**Task requirements:** Extract each line of the items below that contains the word "green".

**Extracted data:**
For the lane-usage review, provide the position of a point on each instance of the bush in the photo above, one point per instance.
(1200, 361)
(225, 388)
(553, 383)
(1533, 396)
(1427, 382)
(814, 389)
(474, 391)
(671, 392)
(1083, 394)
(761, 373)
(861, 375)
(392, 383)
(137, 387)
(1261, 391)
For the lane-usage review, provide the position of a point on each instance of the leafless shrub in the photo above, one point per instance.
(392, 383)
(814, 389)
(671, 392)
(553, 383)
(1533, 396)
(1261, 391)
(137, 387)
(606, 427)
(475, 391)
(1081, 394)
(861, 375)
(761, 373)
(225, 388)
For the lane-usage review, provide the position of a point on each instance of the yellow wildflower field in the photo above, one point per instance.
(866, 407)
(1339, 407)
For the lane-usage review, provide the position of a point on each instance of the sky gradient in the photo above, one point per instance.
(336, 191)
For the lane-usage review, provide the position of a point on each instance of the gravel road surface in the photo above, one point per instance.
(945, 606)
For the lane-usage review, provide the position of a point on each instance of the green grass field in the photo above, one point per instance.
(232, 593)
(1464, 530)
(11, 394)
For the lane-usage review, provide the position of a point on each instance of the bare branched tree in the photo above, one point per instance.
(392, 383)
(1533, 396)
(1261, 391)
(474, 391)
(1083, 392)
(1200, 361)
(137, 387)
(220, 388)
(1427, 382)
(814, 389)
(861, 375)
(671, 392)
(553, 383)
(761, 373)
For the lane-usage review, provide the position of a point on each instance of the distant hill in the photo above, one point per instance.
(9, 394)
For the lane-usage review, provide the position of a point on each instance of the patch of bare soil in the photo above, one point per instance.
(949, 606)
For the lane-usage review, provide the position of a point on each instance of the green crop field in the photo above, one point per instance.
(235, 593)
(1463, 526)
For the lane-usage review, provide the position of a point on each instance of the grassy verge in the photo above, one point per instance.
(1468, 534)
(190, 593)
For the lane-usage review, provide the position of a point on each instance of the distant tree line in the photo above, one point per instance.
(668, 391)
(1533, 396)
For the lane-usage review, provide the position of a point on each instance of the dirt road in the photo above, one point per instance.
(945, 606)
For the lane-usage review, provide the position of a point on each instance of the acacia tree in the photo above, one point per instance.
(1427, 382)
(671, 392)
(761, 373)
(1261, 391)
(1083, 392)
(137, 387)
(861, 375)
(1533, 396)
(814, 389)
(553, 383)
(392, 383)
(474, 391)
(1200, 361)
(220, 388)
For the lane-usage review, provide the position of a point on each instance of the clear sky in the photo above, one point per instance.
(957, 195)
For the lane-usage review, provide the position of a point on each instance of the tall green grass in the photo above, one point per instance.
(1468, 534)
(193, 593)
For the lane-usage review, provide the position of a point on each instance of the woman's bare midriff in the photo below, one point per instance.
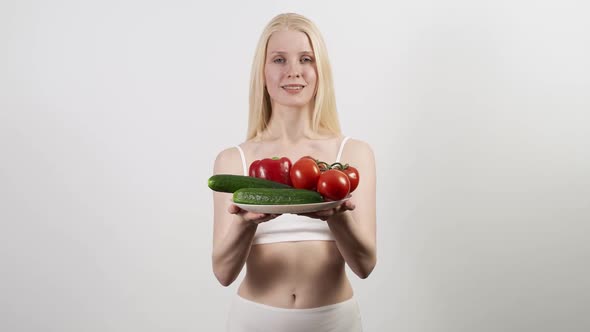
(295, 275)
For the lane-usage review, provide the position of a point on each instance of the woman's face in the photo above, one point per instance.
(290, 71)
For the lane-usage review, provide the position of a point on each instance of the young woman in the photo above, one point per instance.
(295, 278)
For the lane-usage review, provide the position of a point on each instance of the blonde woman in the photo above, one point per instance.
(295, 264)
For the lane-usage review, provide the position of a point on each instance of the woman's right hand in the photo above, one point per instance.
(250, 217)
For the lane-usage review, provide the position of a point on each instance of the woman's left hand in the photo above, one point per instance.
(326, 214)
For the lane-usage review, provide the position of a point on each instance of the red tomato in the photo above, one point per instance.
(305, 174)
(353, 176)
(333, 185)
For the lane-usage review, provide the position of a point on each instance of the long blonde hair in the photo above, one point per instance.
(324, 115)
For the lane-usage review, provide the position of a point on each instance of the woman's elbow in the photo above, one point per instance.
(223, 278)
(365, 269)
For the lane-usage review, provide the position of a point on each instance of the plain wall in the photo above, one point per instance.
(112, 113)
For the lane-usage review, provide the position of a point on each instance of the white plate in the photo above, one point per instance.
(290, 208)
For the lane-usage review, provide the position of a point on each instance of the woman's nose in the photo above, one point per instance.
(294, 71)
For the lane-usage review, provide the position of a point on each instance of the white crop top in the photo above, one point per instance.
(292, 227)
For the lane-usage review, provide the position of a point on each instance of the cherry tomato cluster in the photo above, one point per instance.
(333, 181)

---

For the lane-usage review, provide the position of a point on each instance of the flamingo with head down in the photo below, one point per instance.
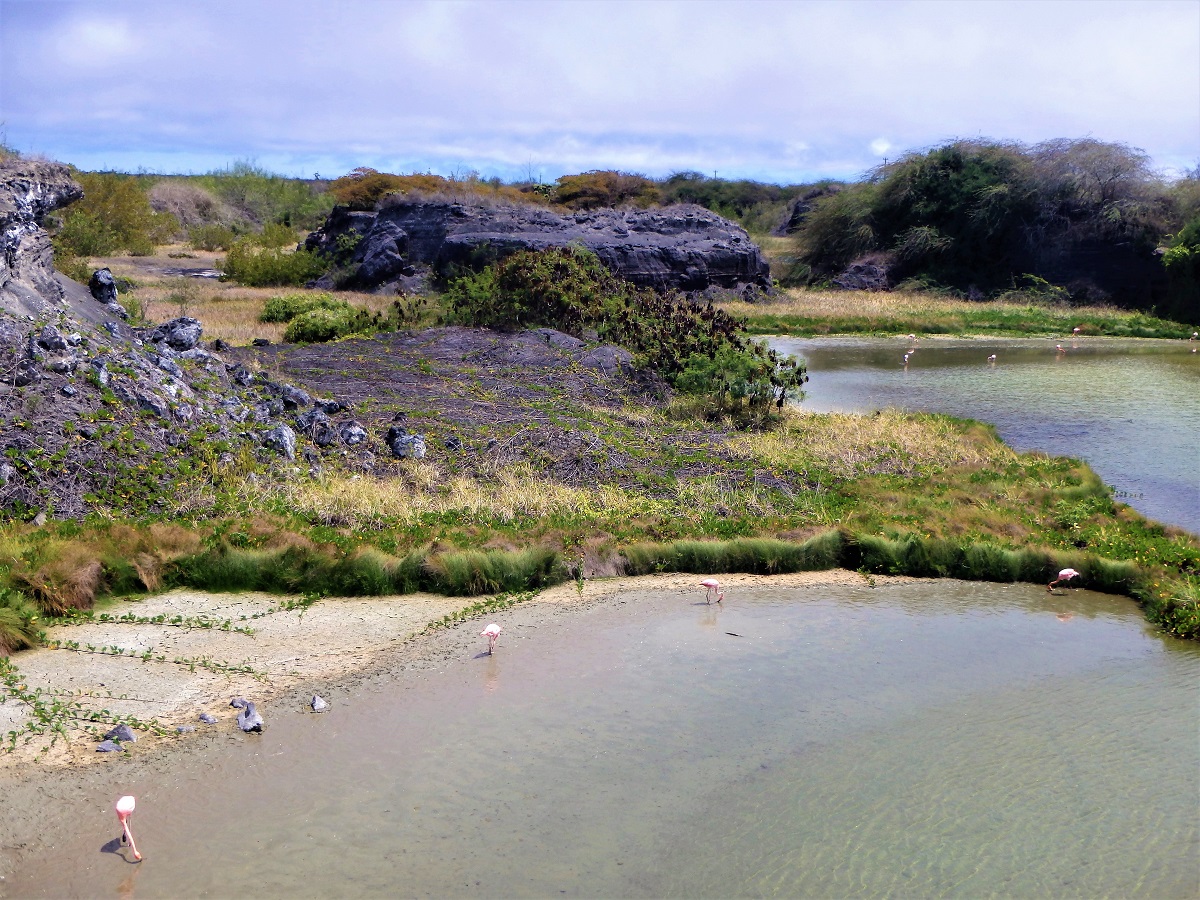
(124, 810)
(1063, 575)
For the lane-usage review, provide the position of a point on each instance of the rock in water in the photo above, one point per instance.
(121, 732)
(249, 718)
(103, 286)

**Reply:**
For the lane-usage review, provide the position of a point on each instance of the green grass field in the photo above, one point per instance.
For the lane-usage review, provide the position of a point on each instance of the green crop field in the photo above, one point per instance.
For the lane-usage review, provide the position of a point on each instance of the tall green grass in the photo above, one point per instance.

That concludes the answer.